---- Selected text
Sri Ramakrishna as Achine Gach: “The Tree Without a Name”: Part 1

By Swami Tyagananda

This month’s reading was presented as a paper on January 19, 2012, at the seminar on “Sri Ramakrishna’s Ideas and Our Times” held in Belur Math. Swami Tyagananda is the head of the Ramakrishna-Vedanta Society of Boston. This paper will be posted in four parts.


The Bengali phrase achine gach refers to a tree that cannot be recognized or identified, a tree that is a puzzle. The more we try to figure out what tree it is, the more confused we get and the more perplexed we become. Hence it is “the tree without a name,” a mysterious tree which is seen and yet not really seen. Its existence is known but not much else. After all, what is generally recognized as “knowledge” is nothing but cataloging and assigning of names to events, things or persons and investigating their interrelationships. If someone or something cannot be named, we say that we cannot identify them. Assigning names or labels is helpful for identification, but that does not automatically imply that we have knowledge of the labeled entity. Achine gach is a tree that may be labeled—achine, literally “unrecognized,” is a label, after all—but not necessarily known for what it really is. Achine clearly is not its true name.

The phrase achine gach was originally used by Sri Ramakrishna himself. In the September 7, 1883, entry in the Sri Sri Ramakrishna Kathamrita (known in English as The Gospel of Sri Ramakrishna), we find M (as Mahendra Nath Gupta is better known) telling Sri Ramakrishna that he couldn’t be compared to anyone else. Sri Ramakrishna smiles and asks him whether he had heard of achine gach. When M says he hadn’t, Sri Ramakrishna tells him that there is indeed such a tree and “nobody knows what it is.” To which M responds by saying, “Nobody knows you too. The more people understand you, the more will they be uplifted.” Sri Ramakrishna’s analogy of achine gach raises questions in M’s mind. He begins to wonder whether Sri Ramakrishna used the analogy to refer to an avatar, Incarnation of God. Was Sri Ramakrishna referring to the play of God as a human being (naralila)? Is Sri Ramakrishna an avatar?

We can continue to wonder today alongside M and ask similar questions. M was not obviously the first to raise such questions and he won’t be the last. Can we find the true name of the tree that is referred to as achine gach? Can we find Sri Ramakrishna’s true name? Can we know who Sri Ramakrishna really was? These questions are important and are the focus of reflection in this paper, in which I first examine the role of the mind in generating knowledge of the transcendent and in producing interpretations. I then briefly review how Sri Ramakrishna’s life has been interpreted in the last hundred years. Finally, I make an effort to locate the real Ramakrishna or to discover the true identity of achine gach in and through the mind and the interpretations it generates.
--------
• [Task requirements]
**A)** Please reproduce, from the achine gach essay, the part that opens with the words containing "By Swami Tyagananda" and closes with "in four parts.".
**B)** Condense the paragraph of the achine gach essay beginning "The phrase achine gach was originally used" into a short bulleted list that keeps its main facts.
---- Source data
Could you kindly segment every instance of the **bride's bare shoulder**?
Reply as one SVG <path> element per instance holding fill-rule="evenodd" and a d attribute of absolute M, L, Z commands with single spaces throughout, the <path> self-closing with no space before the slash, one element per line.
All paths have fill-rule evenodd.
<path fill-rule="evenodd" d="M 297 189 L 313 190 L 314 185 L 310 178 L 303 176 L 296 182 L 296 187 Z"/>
--------
• [Results for the exercise]
**A)**
By Swami Tyagananda

This month’s reading was presented as a paper on January 19, 2012, at the seminar on “Sri Ramakrishna’s Ideas and Our Times” held in Belur Math. Swami Tyagananda is the head of the Ramakrishna-Vedanta Society of Boston. This paper will be posted in four parts.

**B)**
- Sri Ramakrishna first used the phrase achine gach.
- In the September 7, 1883, entry of the Sri Sri Ramakrishna Kathamrita (The Gospel of Sri Ramakrishna), M (Mahendra Nath Gupta) tells him he cannot be compared to anyone else.
- Sri Ramakrishna smiles and asks whether M has heard of achine gach. When M says no, Sri Ramakrishna says such a tree exists and "nobody knows what it is."
- M replies that nobody knows Sri Ramakrishna either, and that the more people understand him, the more they will be uplifted.
- The analogy leads M to wonder whether it referred to an avatar, or God's play as a human being (naralila), and whether Sri Ramakrishna is an avatar.